BEGIN EXERCISE MATERIAL

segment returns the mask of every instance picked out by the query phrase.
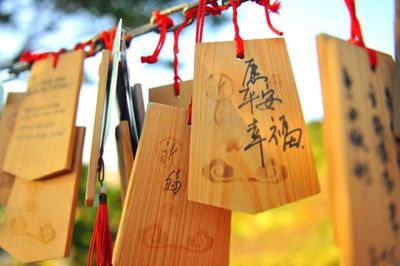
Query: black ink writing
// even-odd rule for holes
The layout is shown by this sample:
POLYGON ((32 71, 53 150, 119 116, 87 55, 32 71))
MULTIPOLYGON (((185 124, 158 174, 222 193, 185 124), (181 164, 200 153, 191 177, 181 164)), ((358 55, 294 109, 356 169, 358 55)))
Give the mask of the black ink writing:
POLYGON ((264 152, 263 152, 263 146, 262 142, 266 140, 266 138, 262 137, 260 135, 260 129, 257 126, 257 119, 253 118, 253 122, 248 125, 247 132, 251 134, 251 142, 244 147, 244 150, 247 151, 254 145, 259 145, 260 146, 260 154, 261 154, 261 166, 265 166, 265 161, 264 161, 264 152))
POLYGON ((182 187, 182 182, 179 179, 181 169, 172 170, 165 178, 164 191, 171 191, 174 195, 179 192, 182 187))

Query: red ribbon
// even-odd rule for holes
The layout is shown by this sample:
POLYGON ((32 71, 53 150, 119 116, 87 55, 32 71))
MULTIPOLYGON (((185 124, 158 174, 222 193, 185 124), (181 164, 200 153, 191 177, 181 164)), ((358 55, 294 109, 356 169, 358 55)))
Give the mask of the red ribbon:
POLYGON ((174 25, 174 22, 171 18, 165 15, 161 15, 159 10, 153 12, 153 18, 157 22, 157 25, 160 29, 160 39, 158 40, 158 44, 156 49, 154 50, 152 55, 142 56, 142 63, 154 64, 158 61, 158 55, 161 52, 162 47, 164 46, 165 36, 167 35, 168 28, 174 25))
POLYGON ((357 15, 356 15, 356 5, 354 3, 354 0, 345 0, 344 2, 347 6, 347 9, 349 10, 350 19, 351 19, 349 42, 354 43, 354 44, 356 44, 360 47, 363 47, 367 50, 371 68, 374 70, 378 63, 377 53, 376 53, 376 51, 369 49, 364 43, 361 26, 360 26, 360 23, 358 22, 357 15))
MULTIPOLYGON (((97 41, 101 41, 103 43, 104 49, 111 51, 113 42, 114 42, 114 37, 116 34, 117 28, 113 27, 112 29, 108 31, 103 31, 101 32, 97 37, 94 39, 88 40, 86 42, 82 43, 77 43, 74 47, 74 51, 76 50, 83 50, 85 51, 85 56, 86 57, 91 57, 96 54, 95 50, 95 44, 97 41)), ((127 46, 129 46, 132 36, 130 34, 126 34, 125 36, 127 46)), ((49 56, 53 56, 54 61, 53 61, 53 67, 57 67, 58 59, 60 55, 66 53, 66 49, 60 49, 58 52, 44 52, 44 53, 31 53, 28 50, 25 50, 22 52, 19 61, 20 62, 25 62, 28 63, 29 65, 33 64, 34 62, 45 59, 49 56)))

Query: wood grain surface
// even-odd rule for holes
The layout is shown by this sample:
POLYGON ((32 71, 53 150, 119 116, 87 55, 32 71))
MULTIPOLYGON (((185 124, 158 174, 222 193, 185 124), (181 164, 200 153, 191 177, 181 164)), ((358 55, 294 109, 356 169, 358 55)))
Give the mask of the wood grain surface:
POLYGON ((258 213, 319 192, 283 39, 196 44, 189 200, 258 213))
POLYGON ((36 180, 71 170, 83 51, 36 61, 4 160, 3 170, 36 180))
POLYGON ((150 103, 113 265, 229 265, 231 212, 188 201, 187 110, 150 103))
POLYGON ((70 253, 85 128, 78 128, 76 136, 70 172, 34 181, 15 179, 0 225, 0 246, 24 263, 70 253))
POLYGON ((317 38, 335 234, 343 265, 400 263, 399 161, 391 91, 395 65, 327 35, 317 38))
POLYGON ((169 84, 149 89, 149 102, 188 108, 192 100, 193 80, 180 83, 180 94, 175 95, 174 85, 169 84))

END EXERCISE MATERIAL

■ ABOUT THIS EXERCISE
Give back each line above exactly, with pictures dropped.

■ WRITTEN RESPONSE
segment returns the mask of every instance picked out by the query phrase.
Query: black ink writing
// even-odd rule for holes
The layout is shown by this sample:
POLYGON ((32 71, 53 150, 119 116, 87 55, 32 71))
MULTIPOLYGON (((185 124, 158 174, 222 193, 185 124), (181 164, 200 153, 191 177, 181 164)), ((358 55, 294 109, 356 169, 358 55)))
Give the mask of the black ink writing:
POLYGON ((264 152, 263 152, 263 146, 262 142, 266 140, 266 138, 262 137, 260 135, 260 129, 257 126, 257 119, 253 118, 253 122, 248 125, 247 132, 251 134, 251 142, 244 147, 244 150, 247 151, 254 145, 259 145, 260 146, 260 154, 261 154, 261 166, 265 166, 265 161, 264 161, 264 152))
POLYGON ((182 187, 182 182, 179 179, 181 169, 172 170, 165 178, 164 191, 171 191, 174 195, 179 192, 182 187))

Query: red ribbon
// even-odd rule for holes
The layout is shown by this sample:
POLYGON ((32 71, 53 150, 119 116, 87 55, 32 71))
MULTIPOLYGON (((185 124, 158 174, 222 193, 185 124), (181 164, 200 153, 191 177, 181 164)), ((358 55, 294 109, 356 169, 358 55)))
Give the mask of the red ribbon:
POLYGON ((174 25, 174 22, 171 18, 165 15, 161 15, 159 10, 153 12, 153 18, 157 22, 157 25, 160 29, 160 39, 158 40, 158 44, 156 49, 154 50, 152 55, 142 56, 142 63, 154 64, 158 61, 158 55, 161 52, 162 47, 164 46, 165 36, 167 35, 168 28, 174 25))
POLYGON ((357 15, 356 15, 356 5, 354 3, 354 0, 345 0, 344 2, 347 6, 347 9, 349 10, 350 19, 351 19, 349 42, 354 43, 354 44, 356 44, 360 47, 363 47, 367 50, 371 68, 374 70, 378 63, 377 53, 376 53, 376 51, 369 49, 364 43, 361 26, 360 26, 360 23, 358 22, 357 15))
MULTIPOLYGON (((97 41, 101 41, 103 43, 104 49, 111 51, 113 42, 114 42, 114 37, 116 34, 117 28, 113 27, 112 29, 108 31, 103 31, 101 32, 97 37, 94 39, 88 40, 86 42, 82 43, 77 43, 74 47, 74 51, 76 50, 83 50, 85 51, 85 56, 86 57, 91 57, 96 54, 95 50, 95 44, 97 41)), ((127 46, 129 46, 132 36, 130 34, 126 34, 125 36, 127 46)), ((49 56, 53 56, 54 61, 53 61, 53 67, 57 67, 58 59, 60 55, 66 53, 66 49, 60 49, 58 52, 44 52, 44 53, 31 53, 28 50, 25 50, 22 52, 19 61, 20 62, 25 62, 28 63, 29 65, 33 64, 34 62, 45 59, 49 56)))

Query: wood grain surface
// even-odd rule for holes
The layout is shown by this sample:
POLYGON ((32 71, 53 150, 119 116, 87 55, 32 71))
MULTIPOLYGON (((185 124, 158 174, 222 193, 185 124), (181 164, 200 153, 191 177, 181 164)), ((358 55, 294 109, 356 169, 358 55)))
Give the mask of the wood grain surface:
POLYGON ((258 213, 319 192, 283 39, 196 44, 189 200, 258 213))
POLYGON ((36 180, 71 170, 83 51, 36 61, 4 160, 3 170, 36 180))
POLYGON ((150 103, 113 265, 229 265, 231 212, 188 201, 187 110, 150 103))
POLYGON ((70 253, 85 128, 78 128, 76 136, 70 172, 34 181, 15 179, 0 225, 0 246, 24 263, 70 253))
POLYGON ((317 38, 335 234, 343 265, 400 263, 399 161, 391 91, 395 65, 327 35, 317 38))
POLYGON ((169 84, 149 89, 149 102, 188 108, 192 100, 193 80, 180 83, 180 94, 175 95, 174 85, 169 84))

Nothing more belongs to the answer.